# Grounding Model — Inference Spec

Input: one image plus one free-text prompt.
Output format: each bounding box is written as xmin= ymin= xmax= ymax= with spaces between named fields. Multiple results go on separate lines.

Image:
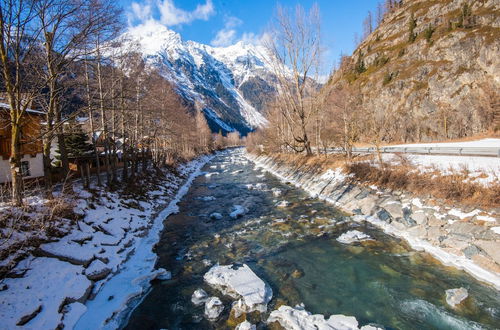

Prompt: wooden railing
xmin=0 ymin=137 xmax=10 ymax=159
xmin=0 ymin=138 xmax=42 ymax=159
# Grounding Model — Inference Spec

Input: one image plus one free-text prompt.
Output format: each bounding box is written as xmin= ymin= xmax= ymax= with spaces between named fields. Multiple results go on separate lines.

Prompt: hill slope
xmin=122 ymin=21 xmax=274 ymax=134
xmin=329 ymin=0 xmax=500 ymax=141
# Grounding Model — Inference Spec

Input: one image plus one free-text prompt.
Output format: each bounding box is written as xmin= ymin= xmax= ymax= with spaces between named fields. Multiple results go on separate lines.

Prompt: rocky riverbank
xmin=0 ymin=156 xmax=211 ymax=329
xmin=247 ymin=154 xmax=500 ymax=290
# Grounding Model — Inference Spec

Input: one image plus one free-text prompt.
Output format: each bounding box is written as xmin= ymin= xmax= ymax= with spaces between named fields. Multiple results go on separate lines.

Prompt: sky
xmin=119 ymin=0 xmax=381 ymax=73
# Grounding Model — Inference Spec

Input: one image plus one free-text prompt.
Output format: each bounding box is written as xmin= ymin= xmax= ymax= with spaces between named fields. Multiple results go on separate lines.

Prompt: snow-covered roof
xmin=0 ymin=102 xmax=45 ymax=115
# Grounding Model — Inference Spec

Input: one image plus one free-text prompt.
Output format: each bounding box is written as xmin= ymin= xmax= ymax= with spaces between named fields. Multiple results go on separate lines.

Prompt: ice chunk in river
xmin=210 ymin=212 xmax=222 ymax=220
xmin=191 ymin=289 xmax=208 ymax=306
xmin=205 ymin=297 xmax=224 ymax=321
xmin=203 ymin=264 xmax=273 ymax=312
xmin=234 ymin=320 xmax=257 ymax=330
xmin=267 ymin=305 xmax=380 ymax=330
xmin=337 ymin=230 xmax=372 ymax=244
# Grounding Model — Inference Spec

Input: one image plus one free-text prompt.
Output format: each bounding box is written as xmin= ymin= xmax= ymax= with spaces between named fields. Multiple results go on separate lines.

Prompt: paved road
xmin=328 ymin=146 xmax=500 ymax=157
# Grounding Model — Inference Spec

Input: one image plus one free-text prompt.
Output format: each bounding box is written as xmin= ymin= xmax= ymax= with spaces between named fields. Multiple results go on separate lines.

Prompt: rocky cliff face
xmin=122 ymin=22 xmax=275 ymax=134
xmin=329 ymin=0 xmax=500 ymax=141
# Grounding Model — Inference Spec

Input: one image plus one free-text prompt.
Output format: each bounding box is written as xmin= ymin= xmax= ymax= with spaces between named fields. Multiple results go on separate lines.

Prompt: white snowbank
xmin=337 ymin=230 xmax=372 ymax=244
xmin=203 ymin=264 xmax=273 ymax=312
xmin=382 ymin=154 xmax=500 ymax=186
xmin=247 ymin=154 xmax=500 ymax=290
xmin=391 ymin=138 xmax=500 ymax=148
xmin=234 ymin=320 xmax=257 ymax=330
xmin=267 ymin=304 xmax=380 ymax=330
xmin=0 ymin=258 xmax=92 ymax=329
xmin=229 ymin=205 xmax=248 ymax=219
xmin=74 ymin=156 xmax=213 ymax=330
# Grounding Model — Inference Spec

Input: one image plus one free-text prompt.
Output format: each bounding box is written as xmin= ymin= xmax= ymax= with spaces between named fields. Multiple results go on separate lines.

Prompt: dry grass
xmin=260 ymin=154 xmax=500 ymax=209
xmin=345 ymin=162 xmax=500 ymax=208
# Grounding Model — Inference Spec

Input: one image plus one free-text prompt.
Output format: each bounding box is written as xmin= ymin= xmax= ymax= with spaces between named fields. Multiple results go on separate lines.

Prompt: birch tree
xmin=266 ymin=4 xmax=321 ymax=155
xmin=0 ymin=0 xmax=40 ymax=206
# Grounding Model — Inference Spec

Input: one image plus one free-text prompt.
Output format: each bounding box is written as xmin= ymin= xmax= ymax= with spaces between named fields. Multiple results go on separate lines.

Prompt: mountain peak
xmin=124 ymin=20 xmax=182 ymax=55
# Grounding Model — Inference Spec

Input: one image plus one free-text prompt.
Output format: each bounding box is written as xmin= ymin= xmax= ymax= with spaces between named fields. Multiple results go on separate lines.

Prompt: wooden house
xmin=0 ymin=103 xmax=44 ymax=183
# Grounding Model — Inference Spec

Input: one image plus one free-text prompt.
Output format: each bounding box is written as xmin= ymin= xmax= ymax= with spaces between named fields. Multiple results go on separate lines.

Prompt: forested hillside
xmin=329 ymin=0 xmax=500 ymax=142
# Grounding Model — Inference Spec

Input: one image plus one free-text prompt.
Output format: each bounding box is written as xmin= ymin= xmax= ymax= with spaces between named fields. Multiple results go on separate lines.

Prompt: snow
xmin=210 ymin=212 xmax=222 ymax=220
xmin=0 ymin=257 xmax=92 ymax=329
xmin=267 ymin=305 xmax=380 ymax=330
xmin=156 ymin=268 xmax=172 ymax=281
xmin=203 ymin=264 xmax=273 ymax=312
xmin=337 ymin=230 xmax=372 ymax=244
xmin=276 ymin=201 xmax=290 ymax=208
xmin=382 ymin=150 xmax=500 ymax=186
xmin=120 ymin=20 xmax=273 ymax=132
xmin=75 ymin=156 xmax=212 ymax=329
xmin=247 ymin=154 xmax=500 ymax=290
xmin=205 ymin=297 xmax=224 ymax=321
xmin=234 ymin=320 xmax=257 ymax=330
xmin=191 ymin=289 xmax=208 ymax=306
xmin=391 ymin=138 xmax=500 ymax=148
xmin=229 ymin=205 xmax=248 ymax=219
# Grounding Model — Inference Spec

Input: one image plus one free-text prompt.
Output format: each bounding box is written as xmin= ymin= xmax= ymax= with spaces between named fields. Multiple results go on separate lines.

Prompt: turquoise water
xmin=125 ymin=150 xmax=500 ymax=329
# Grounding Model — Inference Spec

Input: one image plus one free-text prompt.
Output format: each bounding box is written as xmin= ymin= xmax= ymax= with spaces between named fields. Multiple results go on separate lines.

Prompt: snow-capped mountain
xmin=122 ymin=21 xmax=275 ymax=134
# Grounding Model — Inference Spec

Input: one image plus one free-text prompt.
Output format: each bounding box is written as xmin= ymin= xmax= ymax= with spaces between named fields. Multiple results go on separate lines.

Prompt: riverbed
xmin=124 ymin=149 xmax=500 ymax=329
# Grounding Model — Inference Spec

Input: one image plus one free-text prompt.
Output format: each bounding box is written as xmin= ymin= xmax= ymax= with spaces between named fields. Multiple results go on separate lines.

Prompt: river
xmin=125 ymin=150 xmax=500 ymax=330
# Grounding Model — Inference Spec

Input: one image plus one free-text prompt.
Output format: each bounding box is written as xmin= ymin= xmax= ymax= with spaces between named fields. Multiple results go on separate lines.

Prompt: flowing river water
xmin=125 ymin=150 xmax=500 ymax=329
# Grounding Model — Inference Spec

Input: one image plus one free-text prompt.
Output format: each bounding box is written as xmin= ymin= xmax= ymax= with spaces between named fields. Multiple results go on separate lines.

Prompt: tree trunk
xmin=10 ymin=124 xmax=23 ymax=206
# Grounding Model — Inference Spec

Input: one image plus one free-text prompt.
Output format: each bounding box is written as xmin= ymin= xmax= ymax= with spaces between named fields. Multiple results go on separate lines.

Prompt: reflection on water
xmin=126 ymin=151 xmax=500 ymax=329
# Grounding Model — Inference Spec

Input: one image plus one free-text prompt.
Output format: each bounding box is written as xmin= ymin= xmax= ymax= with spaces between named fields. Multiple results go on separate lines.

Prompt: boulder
-------------------------
• WHAT YOU NEED TO DO
Copy the entries above word for word, starting at the very beginning and ending with the line that contains "xmin=0 ymin=138 xmax=42 ymax=159", leaving the pictures out of your answer.

• CORRECT ANSWER
# Grounding Model — Inference Spec

Input: one image plus one free-text prompt.
Output format: each bounding box is written as xmin= ymin= xmax= ymax= with spaces between named fields. Multiple results go on separate lines.

Image:

Prompt: wooden railing
xmin=0 ymin=137 xmax=10 ymax=159
xmin=0 ymin=138 xmax=42 ymax=159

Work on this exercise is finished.